(Data entries)
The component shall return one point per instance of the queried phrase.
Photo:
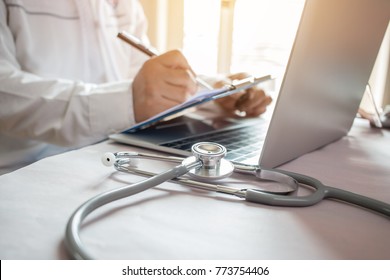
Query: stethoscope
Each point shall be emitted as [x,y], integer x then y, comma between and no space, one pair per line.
[206,165]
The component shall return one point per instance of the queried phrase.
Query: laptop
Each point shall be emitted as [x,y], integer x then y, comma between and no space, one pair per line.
[334,51]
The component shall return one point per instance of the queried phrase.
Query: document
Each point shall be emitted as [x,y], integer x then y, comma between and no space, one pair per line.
[200,98]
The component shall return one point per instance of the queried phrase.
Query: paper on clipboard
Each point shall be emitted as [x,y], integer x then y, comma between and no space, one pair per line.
[200,98]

→ **EXERCISE BRIEF**: Print precisely the lines from the one with "Query: document" through the end of the data above, adding nothing.

→ **RESULT BELOW**:
Query: document
Each point shall be emitted as [x,y], integer x then y, comma between and no space, one pair per line.
[200,98]
The component shall return one point per instance of the queried phrase.
Query: paper on clipboard
Each point shall be emitted as [x,y], integer x then y, comma between and no space, one pair per line.
[200,98]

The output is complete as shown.